USING THE INFORMATION.
1. Please write out the stretch from "Samsung would like" through "does sound intriguing." in the passage on Samsung's Interactive Display.
2. Using the passage on Samsung's Interactive Display, say yes or no to each statement and quote the deciding words: (a) the display weighs 164 pounds; (b) the display comes with four pens; (c) the Flip 2 has two HDMI 2.0 ports.

Samsung would like you to believe its new 85-inch Interactive Display can bridge the gap between students in the classroom and students studying at home, now that blended-learning is the new normal across the country. In reality, it’s just a slightly bigger digital whiteboard — but assuming it doesn’t cost too much, the tweaked vision does sound intriguing.
Now that COVID-19 has swept the country, some students are huddling around tiny Chromebook screens at home while others stay in class, and Samsung’s internet-connected digital whiteboard promises to let students and teachers collaborate with each other, whether they’re in that classroom drawing on the board or adding to it in real-time from their laptop at home. The goal here isn’t to necessarily connect everyone better – they’ve had a few months to get a handle on that over Zoom – but rather to let the kind of collaboration that can happen when everyone’s together, happen while students are apart.
While the Interactive Display is mostly just a larger version of Samsung’s existing Flip 2 digital whiteboards, the 85-inch size means it’s as large as an actual school whiteboard (though it weighs far more at 164 pounds). Compared to the previous 55- and 65-inch models, more students could theoretically use the board at once. Samsung imagines the display primarily mounted in a classroom where they can use its 4K touchscreen and support for four pens (it comes with two) to write and draw; it supports up to 20 fingers (and pen tips) simultaneously. Teachers might be able to hook up multiple computers or other video sources to the display, too, with two HDMI 2.0 ports compared to the one on the Flip 2.

LISTED RECORDS.
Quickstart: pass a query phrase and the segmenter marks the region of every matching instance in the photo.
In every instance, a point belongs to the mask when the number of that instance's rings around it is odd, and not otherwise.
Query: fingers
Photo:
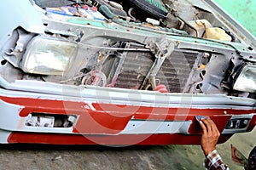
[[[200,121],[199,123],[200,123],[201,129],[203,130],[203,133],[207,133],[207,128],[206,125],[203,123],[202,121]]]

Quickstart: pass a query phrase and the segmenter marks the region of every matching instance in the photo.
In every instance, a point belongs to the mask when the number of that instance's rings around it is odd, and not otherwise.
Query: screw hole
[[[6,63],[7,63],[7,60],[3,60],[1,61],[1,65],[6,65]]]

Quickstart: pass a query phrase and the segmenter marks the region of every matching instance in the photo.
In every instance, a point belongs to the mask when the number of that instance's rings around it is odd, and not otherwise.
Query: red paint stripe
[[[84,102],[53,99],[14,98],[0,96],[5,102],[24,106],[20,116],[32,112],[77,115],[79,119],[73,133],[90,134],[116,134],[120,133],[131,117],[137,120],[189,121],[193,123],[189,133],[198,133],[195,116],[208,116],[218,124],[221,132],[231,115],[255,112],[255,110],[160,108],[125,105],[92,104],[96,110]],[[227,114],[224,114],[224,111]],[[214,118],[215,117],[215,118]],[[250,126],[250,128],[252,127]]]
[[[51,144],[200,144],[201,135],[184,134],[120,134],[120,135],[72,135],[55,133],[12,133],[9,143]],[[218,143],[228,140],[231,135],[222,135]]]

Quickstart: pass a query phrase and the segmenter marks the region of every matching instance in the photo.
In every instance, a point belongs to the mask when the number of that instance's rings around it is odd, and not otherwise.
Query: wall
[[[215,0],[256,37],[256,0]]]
* * *
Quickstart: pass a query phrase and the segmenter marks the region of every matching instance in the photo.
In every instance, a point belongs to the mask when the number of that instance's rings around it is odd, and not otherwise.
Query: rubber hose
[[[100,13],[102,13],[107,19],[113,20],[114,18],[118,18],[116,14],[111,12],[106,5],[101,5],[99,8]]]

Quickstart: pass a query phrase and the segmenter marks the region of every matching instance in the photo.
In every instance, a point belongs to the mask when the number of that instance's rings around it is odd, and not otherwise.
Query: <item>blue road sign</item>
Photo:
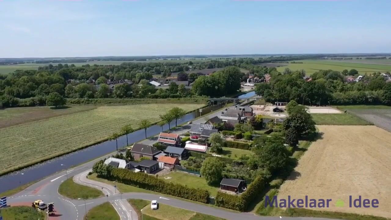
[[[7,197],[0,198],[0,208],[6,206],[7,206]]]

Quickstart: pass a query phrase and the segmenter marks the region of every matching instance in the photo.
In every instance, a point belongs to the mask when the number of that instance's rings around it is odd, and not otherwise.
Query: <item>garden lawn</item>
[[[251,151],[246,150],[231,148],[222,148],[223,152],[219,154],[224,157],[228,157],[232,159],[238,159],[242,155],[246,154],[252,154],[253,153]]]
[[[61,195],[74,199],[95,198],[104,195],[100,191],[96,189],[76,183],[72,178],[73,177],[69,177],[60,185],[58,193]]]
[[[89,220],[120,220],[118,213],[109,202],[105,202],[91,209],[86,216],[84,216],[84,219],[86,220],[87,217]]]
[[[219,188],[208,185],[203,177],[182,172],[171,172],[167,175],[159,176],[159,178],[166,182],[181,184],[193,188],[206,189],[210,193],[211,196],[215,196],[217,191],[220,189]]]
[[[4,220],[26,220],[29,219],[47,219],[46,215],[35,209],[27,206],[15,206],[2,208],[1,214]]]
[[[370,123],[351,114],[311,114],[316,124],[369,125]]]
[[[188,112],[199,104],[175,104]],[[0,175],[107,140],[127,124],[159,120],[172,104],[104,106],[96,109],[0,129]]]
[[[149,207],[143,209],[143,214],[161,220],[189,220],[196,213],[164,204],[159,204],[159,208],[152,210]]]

SOLUTIONS FOR EACH TASK.
1.
Samsung would like you to believe its new 85-inch Interactive Display can bridge the gap between students in the classroom and students studying at home, now that blended-learning is the new normal across the country. In reality, it’s just a slightly bigger digital whiteboard — but assuming it doesn’t cost too much, the tweaked vision does sound intriguing.

2.
(a) Yes: "though it weighs far more at 164 pounds"
(b) No: "support for four pens (it comes with two)"
(c) No: "with two HDMI 2.0 ports compared to the one on the Flip 2"